A word-for-word repeat of all the data is the goal.

─── Supplied information ───

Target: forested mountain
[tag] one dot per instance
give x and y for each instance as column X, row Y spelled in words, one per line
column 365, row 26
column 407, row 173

───

:: Task solution ::
Target: forested mountain
[tag] one dot per instance
give x and y for each instance as column X, row Y spelled in words, one per line
column 365, row 26
column 407, row 173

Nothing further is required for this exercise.